● **Your instructions**:
Rewrite all of the records with every "whole pixels" changed to "integer pixels" and everything else left as it is. Leave the pictures out of your answer.

Labeled shape records:

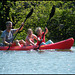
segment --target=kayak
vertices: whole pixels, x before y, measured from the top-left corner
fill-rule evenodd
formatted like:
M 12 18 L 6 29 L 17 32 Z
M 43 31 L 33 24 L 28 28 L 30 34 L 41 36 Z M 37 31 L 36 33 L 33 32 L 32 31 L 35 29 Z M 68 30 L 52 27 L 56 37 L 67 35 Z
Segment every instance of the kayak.
M 27 51 L 31 49 L 37 49 L 39 47 L 39 50 L 48 50 L 48 49 L 70 49 L 73 46 L 74 39 L 69 38 L 63 41 L 59 41 L 53 44 L 48 45 L 41 45 L 40 47 L 38 45 L 36 46 L 11 46 L 9 50 L 15 50 L 15 51 Z M 9 46 L 0 46 L 0 50 L 7 50 Z

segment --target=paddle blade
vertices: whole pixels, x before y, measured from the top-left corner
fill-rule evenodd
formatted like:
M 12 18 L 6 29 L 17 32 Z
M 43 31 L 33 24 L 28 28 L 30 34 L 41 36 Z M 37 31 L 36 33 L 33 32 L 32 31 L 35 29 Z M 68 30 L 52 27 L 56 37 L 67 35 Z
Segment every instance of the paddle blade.
M 53 17 L 53 15 L 55 14 L 55 5 L 53 5 L 49 19 L 51 19 Z
M 33 13 L 33 8 L 31 9 L 31 11 L 29 12 L 29 14 L 27 15 L 26 19 L 29 18 Z

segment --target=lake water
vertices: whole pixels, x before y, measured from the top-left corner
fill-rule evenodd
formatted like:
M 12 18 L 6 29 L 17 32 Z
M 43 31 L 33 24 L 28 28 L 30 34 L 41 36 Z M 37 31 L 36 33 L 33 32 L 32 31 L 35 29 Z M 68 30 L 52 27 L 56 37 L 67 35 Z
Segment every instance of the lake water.
M 75 74 L 70 51 L 0 51 L 0 74 Z

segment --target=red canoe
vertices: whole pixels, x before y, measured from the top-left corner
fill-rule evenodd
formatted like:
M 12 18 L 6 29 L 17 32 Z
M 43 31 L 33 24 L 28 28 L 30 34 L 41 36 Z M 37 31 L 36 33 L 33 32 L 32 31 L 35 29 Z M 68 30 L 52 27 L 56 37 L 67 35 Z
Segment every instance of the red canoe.
M 70 38 L 70 39 L 66 39 L 60 42 L 56 42 L 54 44 L 48 44 L 48 45 L 41 45 L 39 50 L 47 50 L 47 49 L 70 49 L 73 46 L 74 43 L 74 39 Z M 9 46 L 0 46 L 0 50 L 7 50 L 9 48 Z M 31 50 L 31 49 L 35 49 L 38 48 L 38 46 L 23 46 L 21 45 L 21 47 L 19 46 L 12 46 L 10 47 L 9 50 L 15 50 L 15 51 L 27 51 L 27 50 Z

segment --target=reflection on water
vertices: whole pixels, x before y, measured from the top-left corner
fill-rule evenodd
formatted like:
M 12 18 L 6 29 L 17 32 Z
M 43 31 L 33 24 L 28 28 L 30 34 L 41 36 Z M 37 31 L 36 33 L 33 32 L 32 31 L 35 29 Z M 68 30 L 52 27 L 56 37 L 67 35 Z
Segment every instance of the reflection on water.
M 0 74 L 75 74 L 75 47 L 69 50 L 0 51 Z

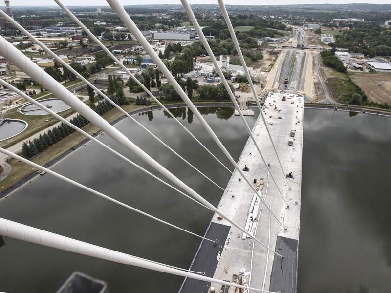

● **Response to the task**:
segment --target=kayak
vertices: integer pixels, x before y, measured from the top-left corner
fill-rule evenodd
formatted like:
M 12 18 L 6 29 L 17 32 Z
M 43 31 L 33 24 L 28 28 L 30 34 L 41 36 Z M 37 31 L 36 33 L 33 32 L 32 31 L 35 29 Z M 68 30 L 52 27 L 56 37 L 67 35 Z
Segment every instance of the kayak.
M 27 51 L 31 49 L 37 49 L 39 47 L 39 50 L 48 50 L 48 49 L 70 49 L 73 46 L 74 39 L 69 38 L 63 41 L 59 41 L 53 44 L 48 45 L 41 45 L 40 47 L 38 45 L 36 46 L 11 46 L 9 50 L 15 50 L 15 51 Z M 9 46 L 0 46 L 0 50 L 7 50 Z

segment --target=paddle blade
vertices: integer pixels, x before y, measured from the top-left corner
fill-rule evenodd
formatted like:
M 12 18 L 6 29 L 17 32 Z
M 43 31 L 33 24 L 28 28 L 30 34 L 41 36 Z M 37 31 L 36 33 L 33 32 L 32 31 L 35 29 Z M 68 30 L 52 27 L 56 37 L 67 35 Z
Segment every instance of the paddle blade.
M 53 17 L 53 15 L 55 14 L 55 5 L 53 5 L 49 19 L 51 19 Z
M 33 13 L 33 8 L 31 9 L 31 11 L 29 12 L 29 14 L 27 15 L 26 19 L 29 18 Z

segment --target=lake water
vertices: integer pixels, x before y, measured from the top-left corner
fill-rule evenodd
formatted like:
M 12 18 L 6 29 L 17 32 Z
M 43 31 L 33 24 L 28 28 L 30 34 L 41 36 Z M 37 31 L 36 33 L 33 32 L 32 31 L 35 29 Z M 68 30 L 52 27 L 56 37 L 67 35 Z
Segment every instance of the lake water.
M 75 74 L 70 51 L 0 51 L 0 74 Z

segment --target=red canoe
vertices: integer pixels, x before y, measured from the top-left corner
fill-rule evenodd
formatted like:
M 12 18 L 6 29 L 17 32 Z
M 43 31 L 33 24 L 28 28 L 30 34 L 41 36 Z M 37 31 L 36 33 L 33 32 L 32 31 L 35 29 Z M 68 30 L 52 27 L 56 37 L 67 35 Z
Segment every instance of the red canoe.
M 70 38 L 70 39 L 66 39 L 60 42 L 56 42 L 54 44 L 48 44 L 48 45 L 41 45 L 39 50 L 47 50 L 47 49 L 70 49 L 73 46 L 74 43 L 74 39 Z M 9 46 L 0 46 L 0 50 L 7 50 L 9 48 Z M 31 50 L 31 49 L 35 49 L 38 48 L 38 46 L 23 46 L 21 45 L 21 47 L 19 46 L 12 46 L 10 47 L 9 50 L 15 50 L 15 51 L 27 51 L 27 50 Z

segment --target=reflection on water
vertices: integer pixels, x before y, measured from the top-left corner
fill-rule evenodd
formatted like:
M 12 18 L 6 29 L 17 32 Z
M 43 31 L 33 24 L 28 28 L 30 34 L 41 36 Z M 37 31 L 36 33 L 33 32 L 32 31 L 35 29 Z M 68 30 L 52 27 L 56 37 L 67 35 Z
Segment every instance of the reflection on water.
M 0 74 L 75 74 L 75 47 L 69 50 L 0 51 Z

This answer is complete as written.